::: Document extract :::

House Speaker John Boehner is clashing with the Obama administration over H.R. 436, a package that now includes the bill that would eliminate the flexible spending accont (FSA) “use it or lose it” rule.
The best-known section of the new H.R. 436, the Health Care Cost Reduction Act bill, would eliminate a 2.3% excise tax on medical devices that’s set to be imposed by the Patient Protection and Affordable Care Act of 2010 (PPACA).
A staffer on Boehner’s team has posted a blog entry with the headline, “House GOP Leading on Jobs with Vote on Health Care Cost Reduction Act.” Boehner’s staffers also have been posting many tweets supporting the package on Boehner’s official Twitter feed. Other top Republicans also have been promoting the package through their traditional media and social media operations. Some Democrats have expressed support for some H.R. 436 provisions, such as the idea of repealing the medical device tax.
Now the White House says President Obama’s senior advisors will recommend that he veto H.R. 436 if the bill reaches his desk.
PPACA is helping to improve individuals’ health, give American families and small business owners more control of their health care, and “ending the worst practices of insurance companies,” administration officials say in a policy statement.
Expanding access to help health care should help increase the medical device makers’ revenue, and the excise tax would simply cause them to use a portion of their new, PPACA-related revenue to support the health care system, officials say.

:::

| Exercise goal |
Extend the article on the House dispute over H.R. 436 with the paragraphs that would follow its final sentence.

::: Recorded information :::

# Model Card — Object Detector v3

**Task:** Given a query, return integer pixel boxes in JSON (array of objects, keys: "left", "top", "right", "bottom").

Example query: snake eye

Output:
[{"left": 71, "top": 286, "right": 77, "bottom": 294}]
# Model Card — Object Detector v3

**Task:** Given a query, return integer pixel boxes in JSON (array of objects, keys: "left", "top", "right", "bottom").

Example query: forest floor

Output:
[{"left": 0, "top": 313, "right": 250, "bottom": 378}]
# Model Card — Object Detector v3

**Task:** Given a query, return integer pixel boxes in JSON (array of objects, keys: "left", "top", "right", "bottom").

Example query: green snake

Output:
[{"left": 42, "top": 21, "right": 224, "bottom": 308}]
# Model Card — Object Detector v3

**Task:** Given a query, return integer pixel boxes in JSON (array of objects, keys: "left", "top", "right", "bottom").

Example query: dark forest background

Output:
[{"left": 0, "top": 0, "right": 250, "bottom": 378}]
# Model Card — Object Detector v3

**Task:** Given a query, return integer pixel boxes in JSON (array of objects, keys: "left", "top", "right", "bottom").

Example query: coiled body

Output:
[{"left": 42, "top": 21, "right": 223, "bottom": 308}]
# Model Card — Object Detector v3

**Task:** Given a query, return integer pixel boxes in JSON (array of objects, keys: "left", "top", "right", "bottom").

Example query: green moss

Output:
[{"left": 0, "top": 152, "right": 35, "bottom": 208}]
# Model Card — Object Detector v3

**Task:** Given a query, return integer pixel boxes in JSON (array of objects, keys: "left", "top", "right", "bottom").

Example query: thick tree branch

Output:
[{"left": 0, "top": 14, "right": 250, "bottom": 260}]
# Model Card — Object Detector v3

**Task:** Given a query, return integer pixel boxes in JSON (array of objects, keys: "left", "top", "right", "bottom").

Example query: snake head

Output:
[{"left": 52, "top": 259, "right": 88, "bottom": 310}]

:::
::: Recorded information :::

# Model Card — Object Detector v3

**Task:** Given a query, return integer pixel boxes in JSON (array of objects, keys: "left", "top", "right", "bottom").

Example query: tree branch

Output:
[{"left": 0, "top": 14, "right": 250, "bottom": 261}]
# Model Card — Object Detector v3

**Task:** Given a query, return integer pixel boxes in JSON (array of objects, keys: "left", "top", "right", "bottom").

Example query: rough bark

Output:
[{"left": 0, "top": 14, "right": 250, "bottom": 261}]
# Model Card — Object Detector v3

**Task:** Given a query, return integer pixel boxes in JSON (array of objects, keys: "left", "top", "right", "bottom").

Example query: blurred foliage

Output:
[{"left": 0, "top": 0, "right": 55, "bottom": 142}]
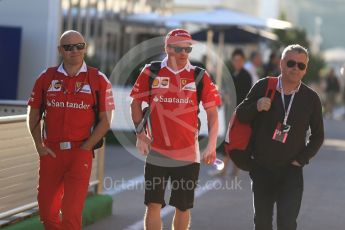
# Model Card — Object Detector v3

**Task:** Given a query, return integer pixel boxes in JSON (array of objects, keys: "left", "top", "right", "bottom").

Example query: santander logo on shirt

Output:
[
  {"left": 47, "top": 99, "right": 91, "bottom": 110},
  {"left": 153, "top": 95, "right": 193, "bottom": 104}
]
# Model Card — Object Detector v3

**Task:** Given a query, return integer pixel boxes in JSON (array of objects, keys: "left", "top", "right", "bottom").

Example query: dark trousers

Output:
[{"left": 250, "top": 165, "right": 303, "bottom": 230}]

:::
::: Recorded information :::

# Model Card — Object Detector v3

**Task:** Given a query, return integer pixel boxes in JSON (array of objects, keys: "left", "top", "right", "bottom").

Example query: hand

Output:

:::

| Answer to the problem |
Although H.R. 436 came to life as a medical device excise tax repeal bill, Republican leaders have bundled that bill together with several bills of keen interest to players in the benefits community: H.R. 1004, a bill that could eliminate the requirement that an FSA holder forfeit any unused account balance at the end of the plan year; H.R. 5858, a bill that could change health savings account (HSA) tax rules; and H.R. 5842, a bill that could repeal a PPACA provision that prohibits holders of FSAs and HSAs from using account assets to pay for over-the-counter (OTC) drugs unless the drugs are prescribed by a doctor.
Drafters also have included a section that would change the way the Internal Revenue Service (IRS) handles an individual health insurance purchase tax credit created by PPACA.
Under current PPACA tax credit rules, taxpayers would estimate how much they are likely to earn in the coming year. The IRS would give them tax-credit credit cash in advance, so that they could use the money to buy health coverage. Some taxpayers could get too much cash.
Current law would require taxpayers to pay some of the extra cash back to the government. The current rules would limit how much low-income and moderate-income taxpayers would have to pay back.